* **Task requirements**: Reproduce, word for word and in full, the forum thread below about replacing strings in files with Python.

* **Text passage**:
[BEGIN]
Replace strings in files by Python, recursively in given directory and its subdirectories?

Solution 1:

Put all this code into a file called mass_replace. Under Linux or Mac OS X, you can do chmod +x mass_replace and then just run this. Under Windows, you can run it with python mass_replace followed by the appropriate arguments.

#!/usr/bin/python

import os
import re
import sys

# list of extensions to replace
DEFAULT_REPLACE_EXTENSIONS = None
# example: uncomment next line to only replace *.c, *.h, and/or *.txt
# DEFAULT_REPLACE_EXTENSIONS = (".c", ".h", ".txt")

def try_to_replace(fname, replace_extensions=DEFAULT_REPLACE_EXTENSIONS):
    if replace_extensions:
        return fname.lower().endswith(replace_extensions)
    return True


def file_replace(fname, pat, s_after):
    # first, see if the pattern is even in the file.
    with open(fname) as f:
        if not any(re.search(pat, line) for line in f):
            return # pattern does not occur in file so we are done.

    # pattern is in the file, so perform replace operation.
    with open(fname) as f:
        out_fname = fname + ".tmp"
        out = open(out_fname, "w")
        for line in f:
            out.write(re.sub(pat, s_after, line))
        out.close()
        os.rename(out_fname, fname)


def mass_replace(dir_name, s_before, s_after, replace_extensions=DEFAULT_REPLACE_EXTENSIONS):
    pat = re.compile(s_before)
    for dirpath, dirnames, filenames in os.walk(dir_name):
        for fname in filenames:
            if try_to_replace(fname, replace_extensions):
                fullname = os.path.join(dirpath, fname)
                file_replace(fullname, pat, s_after)

if len(sys.argv) != 4:
    u = "Usage: mass_replace <dir_name> <string_before> <string_after>\n"
    sys.stderr.write(u)
    sys.exit(1)

mass_replace(sys.argv[1], sys.argv[2], sys.argv[3])
[END]
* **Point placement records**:
[BEGIN]
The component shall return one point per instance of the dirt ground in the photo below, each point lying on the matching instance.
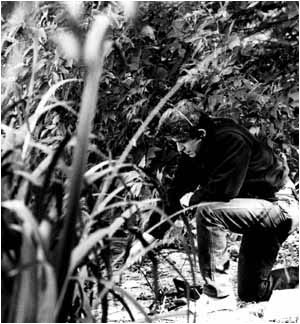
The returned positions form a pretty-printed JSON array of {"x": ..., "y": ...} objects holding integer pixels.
[{"x": 138, "y": 282}]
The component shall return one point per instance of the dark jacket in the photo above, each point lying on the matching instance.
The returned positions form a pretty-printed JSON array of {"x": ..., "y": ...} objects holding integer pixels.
[{"x": 231, "y": 163}]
[END]
* **Answer to this task**:
Replace strings in files by Python, recursively in given directory and its subdirectories?

Solution 1:

Put all this code into a file called mass_replace. Under Linux or Mac OS X, you can do chmod +x mass_replace and then just run this. Under Windows, you can run it with python mass_replace followed by the appropriate arguments.

#!/usr/bin/python

import os
import re
import sys

# list of extensions to replace
DEFAULT_REPLACE_EXTENSIONS = None
# example: uncomment next line to only replace *.c, *.h, and/or *.txt
# DEFAULT_REPLACE_EXTENSIONS = (".c", ".h", ".txt")

def try_to_replace(fname, replace_extensions=DEFAULT_REPLACE_EXTENSIONS):
    if replace_extensions:
        return fname.lower().endswith(replace_extensions)
    return True


def file_replace(fname, pat, s_after):
    # first, see if the pattern is even in the file.
    with open(fname) as f:
        if not any(re.search(pat, line) for line in f):
            return # pattern does not occur in file so we are done.

    # pattern is in the file, so perform replace operation.
    with open(fname) as f:
        out_fname = fname + ".tmp"
        out = open(out_fname, "w")
        for line in f:
            out.write(re.sub(pat, s_after, line))
        out.close()
        os.rename(out_fname, fname)


def mass_replace(dir_name, s_before, s_after, replace_extensions=DEFAULT_REPLACE_EXTENSIONS):
    pat = re.compile(s_before)
    for dirpath, dirnames, filenames in os.walk(dir_name):
        for fname in filenames:
            if try_to_replace(fname, replace_extensions):
                fullname = os.path.join(dirpath, fname)
                file_replace(fullname, pat, s_after)

if len(sys.argv) != 4:
    u = "Usage: mass_replace <dir_name> <string_before> <string_after>\n"
    sys.stderr.write(u)
    sys.exit(1)

mass_replace(sys.argv[1], sys.argv[2], sys.argv[3])